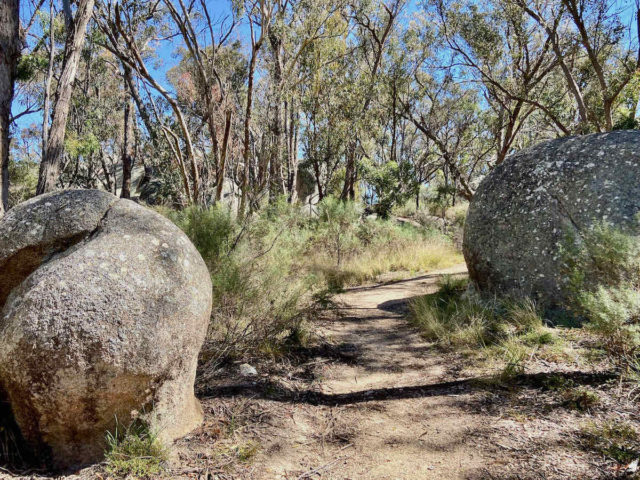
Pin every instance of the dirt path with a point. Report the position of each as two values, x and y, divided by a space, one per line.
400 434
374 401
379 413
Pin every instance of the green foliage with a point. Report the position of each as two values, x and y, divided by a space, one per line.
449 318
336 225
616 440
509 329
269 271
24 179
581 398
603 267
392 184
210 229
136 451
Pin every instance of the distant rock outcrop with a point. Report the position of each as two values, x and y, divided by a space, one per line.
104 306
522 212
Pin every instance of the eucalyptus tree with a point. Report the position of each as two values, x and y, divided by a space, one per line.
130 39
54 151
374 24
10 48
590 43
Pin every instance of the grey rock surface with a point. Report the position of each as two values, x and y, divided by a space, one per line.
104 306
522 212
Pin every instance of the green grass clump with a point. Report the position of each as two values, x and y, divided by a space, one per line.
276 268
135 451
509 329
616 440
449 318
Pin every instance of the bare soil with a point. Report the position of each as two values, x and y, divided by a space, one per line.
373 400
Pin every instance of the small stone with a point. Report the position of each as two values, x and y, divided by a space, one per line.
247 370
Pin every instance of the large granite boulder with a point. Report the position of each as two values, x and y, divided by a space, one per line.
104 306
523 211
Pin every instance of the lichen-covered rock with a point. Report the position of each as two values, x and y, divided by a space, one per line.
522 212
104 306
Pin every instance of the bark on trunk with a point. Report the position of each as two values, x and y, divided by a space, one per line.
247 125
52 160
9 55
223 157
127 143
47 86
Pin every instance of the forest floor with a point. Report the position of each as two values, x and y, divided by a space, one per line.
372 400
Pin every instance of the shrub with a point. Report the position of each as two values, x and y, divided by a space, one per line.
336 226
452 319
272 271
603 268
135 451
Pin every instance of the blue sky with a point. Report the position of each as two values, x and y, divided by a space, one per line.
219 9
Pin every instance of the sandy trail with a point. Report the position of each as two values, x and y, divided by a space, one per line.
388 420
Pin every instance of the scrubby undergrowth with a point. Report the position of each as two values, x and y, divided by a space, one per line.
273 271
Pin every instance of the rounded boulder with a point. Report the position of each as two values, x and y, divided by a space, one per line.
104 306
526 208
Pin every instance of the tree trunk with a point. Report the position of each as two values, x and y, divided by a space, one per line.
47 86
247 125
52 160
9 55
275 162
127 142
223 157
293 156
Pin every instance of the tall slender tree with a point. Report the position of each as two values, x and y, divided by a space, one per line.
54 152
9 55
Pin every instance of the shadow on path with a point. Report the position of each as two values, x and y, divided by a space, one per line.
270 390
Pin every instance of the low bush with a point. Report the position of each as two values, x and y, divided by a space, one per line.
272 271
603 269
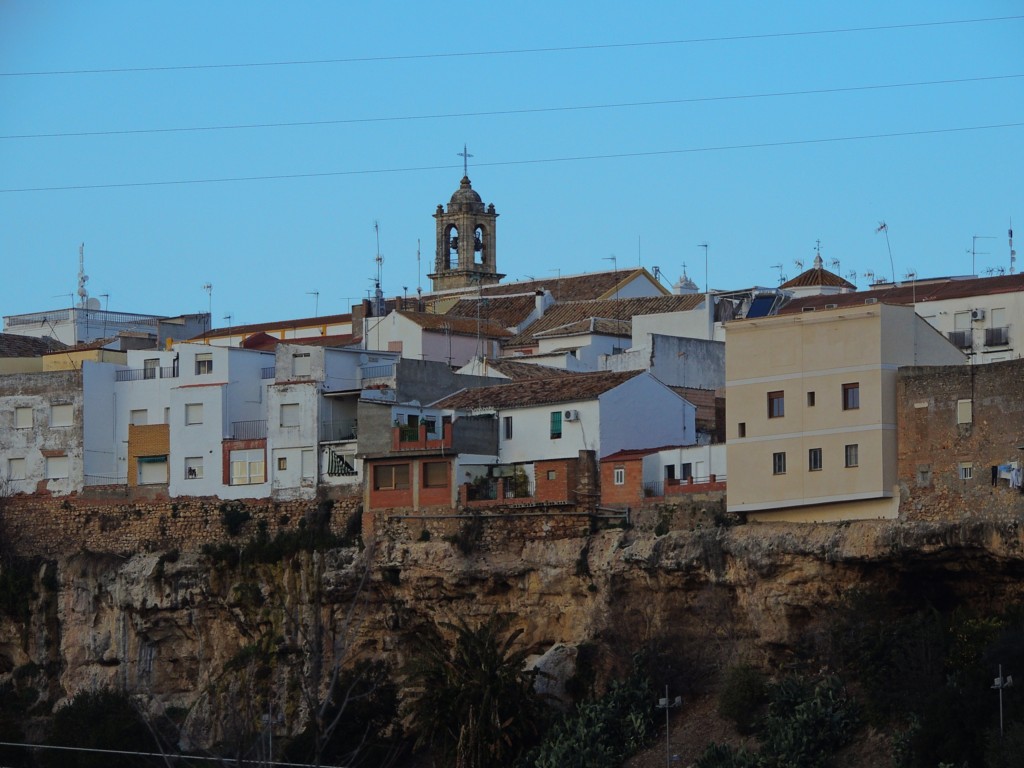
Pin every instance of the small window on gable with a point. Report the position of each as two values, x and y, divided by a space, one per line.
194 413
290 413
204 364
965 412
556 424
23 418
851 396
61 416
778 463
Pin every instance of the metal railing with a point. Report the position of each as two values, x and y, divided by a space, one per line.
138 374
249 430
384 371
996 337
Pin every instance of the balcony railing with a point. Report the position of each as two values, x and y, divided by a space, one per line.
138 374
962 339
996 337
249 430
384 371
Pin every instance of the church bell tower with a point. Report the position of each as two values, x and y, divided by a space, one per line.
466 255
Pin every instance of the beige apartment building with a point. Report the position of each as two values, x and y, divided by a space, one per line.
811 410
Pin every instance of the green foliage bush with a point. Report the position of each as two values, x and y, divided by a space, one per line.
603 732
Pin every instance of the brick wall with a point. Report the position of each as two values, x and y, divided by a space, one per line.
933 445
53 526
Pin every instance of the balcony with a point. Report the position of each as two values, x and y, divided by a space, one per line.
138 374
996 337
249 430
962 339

····················

Your instructions: Starting with the line that contains "Pin every instance of the balcony with", print each line through the last one in the listing. Include both end lines and add nothing.

Exercise result:
Pin every instance of the balcony with a point. Report the position of each as two values, x and y, divided by a space, one per line.
138 374
996 337
249 430
962 339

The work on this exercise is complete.